### Page
□ □ □ □

The goal of the remediation is not to prevent kubectl debug — it is a legitimate and necessary tool. The goal is to make legitimate use of it distinguishable from an attack so that the next GuardDuty finding of this type can be resolved in minutes rather than hours.

Change 1 — EKS Audit Logs to CloudWatch (Non-Negotiable)

The investigation required querying EKS audit logs. Those logs only existed because audit logging had been enabled on the cluster. This should be enforced as a deployment requirement — not an optional configuration.

# EKS cluster — audit logging is mandatory
resource "aws_eks_cluster" "main" {
  name    = var.cluster_name
  version = var.cluster_version

  enabled_cluster_log_types = [
    "api",              # API server requests
    "audit",            # ← Required — records who did what to which resource
    "authenticator",    # Authentication events
    "controllerManager",
    "scheduler"
  ]

  # ...rest of cluster config
}

# CloudWatch log group — retain audit logs for investigation window
resource "aws_cloudwatch_log_group" "eks_audit" {
  name              = "/aws/eks/${var.cluster_name}/cluster"
  retention_in_days = var.environment == "prod" ? 90 : 30
  kms_key_id        = aws_kms_key.logs.arn

  tags = local.common_tags
}

Without audit logs, Phase 2 of the investigation would have failed. The source of the pod creation would have been unknown.

Change 2 — SSM Session Command Logging to CloudWatch

SSM Session Manager was already in use — the access path was correct. But command logging was not fully configured. Full command capture requires explicit CloudWatch configuration on the SSM Session preferences document.

# SSM Session Manager preferences — enforce command logging
resource "aws_ssm_document" "session_preferences" {
  name            = "SSM-SessionManagerRunShell"
  document_type   = "Session"
  document_format = "JSON"

  content = jsonencode({
    schemaVersion = "1.0"
    description   = "Session Manager preferences — command logging enforced"
    sessionType   = "Standard_Stream"

    inputs = {
      # CloudWatch — every command logged
      cloudWatchLogGroupName      = aws_cloudwatch_log_group.ssm_sessions.name
      cloudWatchEncryptionEnabled = true
      cloudWatchStreamingEnabled  = true   # Real-time streaming — not batch

      # S3 — archive for long-term retention
      s3BucketName        = aws_s3_bucket.ssm_session_logs.bucket
      s3KeyPrefix         = "ssm-sessions/"
      s3EncryptionEnabled = true

      # Prevent engineers from disabling logging within a session
      shellProfile = {
        linux = "export HISTFILE=/var/log/ssm-session-history; set -o history"
      }
    }
  })

□ □ □ □

### Material supplied
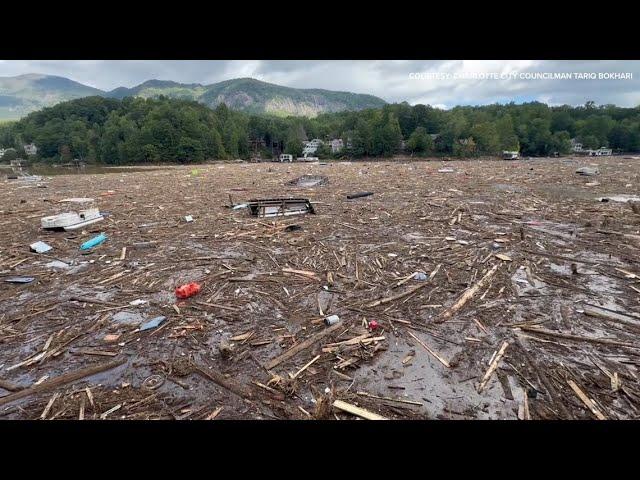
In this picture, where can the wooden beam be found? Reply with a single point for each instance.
(302, 346)
(61, 380)
(467, 295)
(354, 410)
(493, 366)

□ □ □ □

### Exercise instructions
**A)** In the remediation page, how many days are EKS audit logs retained when the environment is prod?
**B)** Copy the remediation page word for word, from "retention_in_days = var.environment" up to and including "have been unknown.".

### Expected results
**A)** 90 days.

**B)**
retention_in_days = var.environment == "prod" ? 90 : 30
  kms_key_id        = aws_kms_key.logs.arn

  tags = local.common_tags
}

Without audit logs, Phase 2 of the investigation would have failed. The source of the pod creation would have been unknown.